§ **AIM OF THE EXERCISE**: How many of the lines below hold "each"? Only the number, please.

§ **RECORDS FOR THE TASK**:
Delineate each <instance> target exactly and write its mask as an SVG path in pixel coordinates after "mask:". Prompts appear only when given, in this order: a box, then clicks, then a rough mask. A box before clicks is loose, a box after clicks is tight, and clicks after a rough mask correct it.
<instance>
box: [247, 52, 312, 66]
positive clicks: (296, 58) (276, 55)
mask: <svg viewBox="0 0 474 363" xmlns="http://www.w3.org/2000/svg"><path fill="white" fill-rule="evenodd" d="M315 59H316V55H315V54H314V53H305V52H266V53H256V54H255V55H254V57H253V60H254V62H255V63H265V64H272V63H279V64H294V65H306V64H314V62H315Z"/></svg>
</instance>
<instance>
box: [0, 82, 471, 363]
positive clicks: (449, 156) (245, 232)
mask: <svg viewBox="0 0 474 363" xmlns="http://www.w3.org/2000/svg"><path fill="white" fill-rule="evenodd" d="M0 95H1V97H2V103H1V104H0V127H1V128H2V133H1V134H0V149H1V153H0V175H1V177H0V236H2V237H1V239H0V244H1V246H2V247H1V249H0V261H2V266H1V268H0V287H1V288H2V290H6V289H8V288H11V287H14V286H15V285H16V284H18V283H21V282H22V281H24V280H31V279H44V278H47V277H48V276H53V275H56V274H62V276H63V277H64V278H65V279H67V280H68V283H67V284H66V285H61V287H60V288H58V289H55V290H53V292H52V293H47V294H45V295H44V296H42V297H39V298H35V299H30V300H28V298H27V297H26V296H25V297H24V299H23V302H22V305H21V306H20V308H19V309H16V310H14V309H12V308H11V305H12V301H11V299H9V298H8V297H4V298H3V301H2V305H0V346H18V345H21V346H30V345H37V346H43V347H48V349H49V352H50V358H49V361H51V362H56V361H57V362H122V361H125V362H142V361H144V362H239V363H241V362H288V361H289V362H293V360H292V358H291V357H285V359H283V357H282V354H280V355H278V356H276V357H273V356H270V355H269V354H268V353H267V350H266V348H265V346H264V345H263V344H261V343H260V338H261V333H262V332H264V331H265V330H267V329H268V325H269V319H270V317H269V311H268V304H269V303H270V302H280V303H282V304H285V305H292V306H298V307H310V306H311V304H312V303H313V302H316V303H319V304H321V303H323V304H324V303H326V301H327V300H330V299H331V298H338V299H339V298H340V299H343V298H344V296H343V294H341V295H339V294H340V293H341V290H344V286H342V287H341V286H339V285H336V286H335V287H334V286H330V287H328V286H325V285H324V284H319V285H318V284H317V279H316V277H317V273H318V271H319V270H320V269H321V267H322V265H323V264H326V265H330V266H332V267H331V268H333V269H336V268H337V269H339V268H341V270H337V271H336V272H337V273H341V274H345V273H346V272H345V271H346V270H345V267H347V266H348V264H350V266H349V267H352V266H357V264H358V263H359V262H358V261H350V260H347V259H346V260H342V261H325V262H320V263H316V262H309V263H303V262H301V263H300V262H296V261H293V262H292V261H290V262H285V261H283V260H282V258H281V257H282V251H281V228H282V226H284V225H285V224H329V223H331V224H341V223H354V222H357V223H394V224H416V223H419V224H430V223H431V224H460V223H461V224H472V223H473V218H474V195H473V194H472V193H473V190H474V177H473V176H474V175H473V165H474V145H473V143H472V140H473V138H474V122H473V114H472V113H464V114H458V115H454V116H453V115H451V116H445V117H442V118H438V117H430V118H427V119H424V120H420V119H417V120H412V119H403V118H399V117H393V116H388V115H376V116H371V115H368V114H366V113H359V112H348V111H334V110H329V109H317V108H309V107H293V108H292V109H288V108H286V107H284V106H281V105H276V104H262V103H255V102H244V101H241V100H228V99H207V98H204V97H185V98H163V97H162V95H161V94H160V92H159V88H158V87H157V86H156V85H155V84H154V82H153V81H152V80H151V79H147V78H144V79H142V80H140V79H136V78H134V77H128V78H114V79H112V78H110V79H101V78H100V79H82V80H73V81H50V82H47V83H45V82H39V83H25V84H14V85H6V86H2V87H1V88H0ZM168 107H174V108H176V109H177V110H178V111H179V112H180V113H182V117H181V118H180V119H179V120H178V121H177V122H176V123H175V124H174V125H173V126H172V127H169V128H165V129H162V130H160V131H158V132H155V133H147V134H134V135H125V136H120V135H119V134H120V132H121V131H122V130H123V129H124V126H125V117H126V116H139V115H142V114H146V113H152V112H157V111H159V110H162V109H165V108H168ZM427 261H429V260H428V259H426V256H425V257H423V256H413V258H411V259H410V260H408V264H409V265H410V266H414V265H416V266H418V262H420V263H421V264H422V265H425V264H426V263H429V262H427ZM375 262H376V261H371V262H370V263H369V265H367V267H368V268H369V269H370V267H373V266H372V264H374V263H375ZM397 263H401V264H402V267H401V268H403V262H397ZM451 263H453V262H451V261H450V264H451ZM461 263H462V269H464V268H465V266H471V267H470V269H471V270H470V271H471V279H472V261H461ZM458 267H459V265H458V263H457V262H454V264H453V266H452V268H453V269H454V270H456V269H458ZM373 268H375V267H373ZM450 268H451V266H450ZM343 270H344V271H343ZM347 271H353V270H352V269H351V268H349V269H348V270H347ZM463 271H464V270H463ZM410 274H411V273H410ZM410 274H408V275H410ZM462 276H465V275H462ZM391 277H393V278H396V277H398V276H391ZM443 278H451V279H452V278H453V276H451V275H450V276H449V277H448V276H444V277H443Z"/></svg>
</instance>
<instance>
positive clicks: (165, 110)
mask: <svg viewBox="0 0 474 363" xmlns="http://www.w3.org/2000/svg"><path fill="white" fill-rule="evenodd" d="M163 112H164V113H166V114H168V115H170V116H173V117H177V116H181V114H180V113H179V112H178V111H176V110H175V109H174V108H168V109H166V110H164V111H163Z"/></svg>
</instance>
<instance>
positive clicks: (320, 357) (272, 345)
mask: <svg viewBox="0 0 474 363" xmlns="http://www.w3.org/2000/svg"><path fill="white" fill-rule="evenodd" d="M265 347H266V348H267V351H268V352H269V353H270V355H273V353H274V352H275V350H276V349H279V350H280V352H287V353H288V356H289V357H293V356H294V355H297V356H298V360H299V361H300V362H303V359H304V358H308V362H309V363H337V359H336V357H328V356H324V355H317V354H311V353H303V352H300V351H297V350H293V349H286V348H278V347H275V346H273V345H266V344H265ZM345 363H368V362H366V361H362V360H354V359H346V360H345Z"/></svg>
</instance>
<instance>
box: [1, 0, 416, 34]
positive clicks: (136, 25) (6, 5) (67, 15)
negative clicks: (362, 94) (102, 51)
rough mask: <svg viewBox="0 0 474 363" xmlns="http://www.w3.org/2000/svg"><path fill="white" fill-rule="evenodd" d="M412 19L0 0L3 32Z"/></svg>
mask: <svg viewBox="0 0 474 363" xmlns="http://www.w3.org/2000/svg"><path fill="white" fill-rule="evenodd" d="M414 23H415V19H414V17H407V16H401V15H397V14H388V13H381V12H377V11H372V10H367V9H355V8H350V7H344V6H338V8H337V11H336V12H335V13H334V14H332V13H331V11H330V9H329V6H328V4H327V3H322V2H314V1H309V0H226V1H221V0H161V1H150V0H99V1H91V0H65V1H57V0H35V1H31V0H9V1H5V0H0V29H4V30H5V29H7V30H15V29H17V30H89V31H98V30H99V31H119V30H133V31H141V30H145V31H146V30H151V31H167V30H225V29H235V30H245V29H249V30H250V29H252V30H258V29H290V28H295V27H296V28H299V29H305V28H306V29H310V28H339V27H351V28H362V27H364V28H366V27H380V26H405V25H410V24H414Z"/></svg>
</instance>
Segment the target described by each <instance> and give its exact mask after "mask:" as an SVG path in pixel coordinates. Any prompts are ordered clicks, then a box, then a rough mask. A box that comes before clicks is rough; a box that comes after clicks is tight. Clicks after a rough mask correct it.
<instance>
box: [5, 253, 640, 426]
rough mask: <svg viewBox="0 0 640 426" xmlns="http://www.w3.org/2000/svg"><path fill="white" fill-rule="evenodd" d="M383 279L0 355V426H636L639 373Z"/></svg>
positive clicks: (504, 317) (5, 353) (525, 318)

§ **SOLUTION TO THIS PROBLEM**: 2